SUPPLIED MATERIAL ->

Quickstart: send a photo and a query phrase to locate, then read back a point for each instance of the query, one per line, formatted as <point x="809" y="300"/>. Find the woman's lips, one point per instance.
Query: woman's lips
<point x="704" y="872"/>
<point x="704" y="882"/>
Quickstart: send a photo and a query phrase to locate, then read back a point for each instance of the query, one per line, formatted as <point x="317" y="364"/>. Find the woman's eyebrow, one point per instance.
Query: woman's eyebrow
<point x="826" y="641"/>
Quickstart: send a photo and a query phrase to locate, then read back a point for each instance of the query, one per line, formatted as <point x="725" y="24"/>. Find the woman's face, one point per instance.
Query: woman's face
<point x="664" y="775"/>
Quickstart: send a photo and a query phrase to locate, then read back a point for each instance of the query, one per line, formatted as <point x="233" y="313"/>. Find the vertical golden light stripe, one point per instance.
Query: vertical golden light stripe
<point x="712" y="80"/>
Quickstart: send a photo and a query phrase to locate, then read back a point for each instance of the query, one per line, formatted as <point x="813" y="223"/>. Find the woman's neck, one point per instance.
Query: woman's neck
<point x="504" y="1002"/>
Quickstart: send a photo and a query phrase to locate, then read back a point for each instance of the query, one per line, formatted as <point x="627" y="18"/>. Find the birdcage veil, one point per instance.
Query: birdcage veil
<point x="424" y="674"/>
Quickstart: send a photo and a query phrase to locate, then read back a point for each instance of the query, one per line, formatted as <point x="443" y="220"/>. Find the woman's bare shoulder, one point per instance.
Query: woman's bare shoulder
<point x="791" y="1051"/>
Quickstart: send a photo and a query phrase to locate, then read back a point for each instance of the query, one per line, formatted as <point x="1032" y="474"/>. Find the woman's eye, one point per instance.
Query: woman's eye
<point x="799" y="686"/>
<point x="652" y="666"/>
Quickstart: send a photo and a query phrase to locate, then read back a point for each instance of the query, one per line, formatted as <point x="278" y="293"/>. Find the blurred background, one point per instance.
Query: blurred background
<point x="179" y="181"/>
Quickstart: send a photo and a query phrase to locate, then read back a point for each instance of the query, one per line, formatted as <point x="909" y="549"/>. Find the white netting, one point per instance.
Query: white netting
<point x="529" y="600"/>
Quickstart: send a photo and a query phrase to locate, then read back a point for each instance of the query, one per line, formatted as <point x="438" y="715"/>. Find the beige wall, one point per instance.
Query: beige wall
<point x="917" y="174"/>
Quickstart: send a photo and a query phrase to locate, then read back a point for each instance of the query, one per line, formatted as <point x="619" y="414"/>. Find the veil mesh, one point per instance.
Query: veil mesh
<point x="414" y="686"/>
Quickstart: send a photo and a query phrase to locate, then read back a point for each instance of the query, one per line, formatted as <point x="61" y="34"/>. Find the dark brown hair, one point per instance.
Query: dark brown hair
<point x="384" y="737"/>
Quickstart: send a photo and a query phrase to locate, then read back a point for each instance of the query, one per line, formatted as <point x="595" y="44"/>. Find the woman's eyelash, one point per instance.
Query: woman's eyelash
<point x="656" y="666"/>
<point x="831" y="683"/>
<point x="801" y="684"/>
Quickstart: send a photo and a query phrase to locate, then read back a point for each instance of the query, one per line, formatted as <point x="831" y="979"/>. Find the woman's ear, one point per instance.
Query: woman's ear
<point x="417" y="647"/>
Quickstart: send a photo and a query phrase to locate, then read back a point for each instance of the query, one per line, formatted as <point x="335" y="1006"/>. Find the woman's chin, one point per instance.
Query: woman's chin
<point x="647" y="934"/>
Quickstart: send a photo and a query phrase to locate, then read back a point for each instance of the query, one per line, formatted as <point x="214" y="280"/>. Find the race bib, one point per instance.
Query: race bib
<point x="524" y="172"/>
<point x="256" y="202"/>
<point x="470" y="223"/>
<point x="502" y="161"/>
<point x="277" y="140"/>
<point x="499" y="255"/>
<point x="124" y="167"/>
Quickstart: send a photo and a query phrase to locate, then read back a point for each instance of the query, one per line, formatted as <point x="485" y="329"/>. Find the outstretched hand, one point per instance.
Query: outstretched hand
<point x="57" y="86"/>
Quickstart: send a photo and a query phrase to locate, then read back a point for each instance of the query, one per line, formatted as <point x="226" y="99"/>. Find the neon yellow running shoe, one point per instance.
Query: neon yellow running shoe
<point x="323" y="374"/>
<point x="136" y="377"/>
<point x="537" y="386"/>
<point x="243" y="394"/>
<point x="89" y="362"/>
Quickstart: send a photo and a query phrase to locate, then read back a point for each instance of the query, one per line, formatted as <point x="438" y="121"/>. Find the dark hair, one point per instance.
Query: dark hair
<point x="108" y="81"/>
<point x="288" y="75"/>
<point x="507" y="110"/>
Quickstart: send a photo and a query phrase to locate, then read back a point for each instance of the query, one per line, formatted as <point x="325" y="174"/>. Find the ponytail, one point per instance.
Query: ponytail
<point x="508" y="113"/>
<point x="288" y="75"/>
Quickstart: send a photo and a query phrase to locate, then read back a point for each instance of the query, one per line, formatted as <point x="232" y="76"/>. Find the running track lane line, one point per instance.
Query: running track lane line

SHORT PROBLEM ->
What are the lines from the one with "dark hair, one point per instance." through the last line of the records above? Quote them exactly and add nothing.

ANSWER TO THIS PROBLEM ->
Quickstart: send a photo and a query phrase to locate, then read back a point for each instance of the query, one per line, formatted as <point x="438" y="121"/>. Find the dark hair, one point per instance.
Query: dark hair
<point x="108" y="81"/>
<point x="288" y="75"/>
<point x="507" y="110"/>
Quickstart: send a photo and a query phrase to locate, then read back a point for each instance of the query, one per line, formatted as <point x="325" y="174"/>. Find the ponytail, one point per instance.
Query: ponytail
<point x="508" y="113"/>
<point x="288" y="75"/>
Quickstart: send a photo and a query phrase to locate, then read back a point for each instance of the query, one per line, formatted as <point x="232" y="76"/>. Find the running track lane line, one point per instance.
Query: running track lane line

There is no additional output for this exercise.